* The request: Carry on the commentary about the EU's Directive on Data Retention from its last sentence.

--- Text provided ---

ON DEC. 15, the European Parliament voted yes on a directive that will let police spy randomly on the citizens of the EU's 25 member countries. What's really sneaky is that the directive, often called the Directive on Data Retention, doesn't create new forms of surveillance. In fact, there's nothing in the directive at all about special snooping powers.

This might seem surprising to people who live in the United States, where the president has recently been roasted for bending the rules on wiretaps. The EU directive manages to do something far more catastrophic than granting extra wiretaps.

Instead, it lays the groundwork for a more effective surveillance state by mandating that communications companies—like cell-phone and Internet providers—save information about everything their customers do on their mobile phones or online. This information must be retained for at least six months, but some countries are taking the directive much further: Poland will be keeping the data for 15 years.

Why get a wiretap order when you can just data-mine the hell out of everybody? So everything EU citizens say to each other via cell or email will be saved for possibly years on end.

The European Commission, the EU's executive body, proposed this directive explicitly for law enforcement purposes, after being pressured by anti-terrorist agencies and entertainment-industry groups who want to stop file sharers.

With a new wealth of communications data, law enforcement can go on fishing expeditions for suspects of all descriptions—the directive places absolutely no limits on the kinds of crimes that can be investigated with this storehouse of personal data.

Who doesn't love the idea of catching a copyright infringer and a potential terrorist in one fell swoop, using nothing more than a computer terminal? It's like armchair authoritarianism. Supposedly, the privacy of Europeans will be protected because the directive does not require companies to save the content of what people are saying—only whom they talked with, as well as when and where they did it. So if I'm in England, and I call some guy in Germany, my cell provider keeps a record that says I talked to Grosse Eier from London at 2:45pm, but it has no idea what we said to each other. But if Eier happens to be convicted of a computer crime, the mere fact that I spoke to him could be used as evidence to search my own computers—or my house.

--- Data excerpts ---

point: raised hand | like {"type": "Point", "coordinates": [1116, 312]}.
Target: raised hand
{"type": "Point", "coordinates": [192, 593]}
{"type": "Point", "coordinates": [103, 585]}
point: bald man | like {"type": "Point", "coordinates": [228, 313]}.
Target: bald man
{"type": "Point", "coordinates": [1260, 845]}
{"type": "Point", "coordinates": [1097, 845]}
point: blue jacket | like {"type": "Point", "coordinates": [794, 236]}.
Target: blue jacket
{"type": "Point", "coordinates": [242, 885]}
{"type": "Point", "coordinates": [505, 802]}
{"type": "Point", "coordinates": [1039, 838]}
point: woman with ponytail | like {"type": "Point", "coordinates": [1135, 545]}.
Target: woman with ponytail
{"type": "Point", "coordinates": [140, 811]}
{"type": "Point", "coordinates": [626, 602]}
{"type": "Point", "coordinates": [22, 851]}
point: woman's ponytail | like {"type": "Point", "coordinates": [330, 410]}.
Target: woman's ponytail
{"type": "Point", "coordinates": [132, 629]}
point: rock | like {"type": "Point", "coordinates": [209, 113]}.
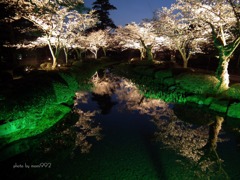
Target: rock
{"type": "Point", "coordinates": [169, 81]}
{"type": "Point", "coordinates": [163, 74]}
{"type": "Point", "coordinates": [219, 105]}
{"type": "Point", "coordinates": [234, 110]}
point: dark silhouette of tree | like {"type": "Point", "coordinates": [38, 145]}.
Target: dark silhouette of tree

---

* Result:
As if that weren't creepy enough, it's very hard to separate content from other stuff when you're online. When you're online in Europe, your local ISP will probably keep a record of "where you go" by saving the addresses of the URLs you visit.

But a URL can obviously reveal a lot about the content of what you're doing. When you do a Google search, for instance, your search terms will appear in the URL that presents the search results to you. So the ISP won't just see that you're visiting Google—it will also see that you visited Google to learn more about "subversive Polish political propaganda." Think the Polish authorities are going to look kindly on that when they find it in 10 years? No, I don't think so either.

For the past year, groups like European Digital Rights (EDRi) and Privacy International have been campaigning like crazed robots to stop the European Parliament from passing the Directive on Data Retention. They lobbied; they petitioned; they appealed to reason. EDRi even pointed out that the directive isn't just bad policy—it's bad economics. Every ISP and mobile-phone service will now be forced to build facilities that can hold years of communications data for millions of people. But the majority of parliament voted yes anyway.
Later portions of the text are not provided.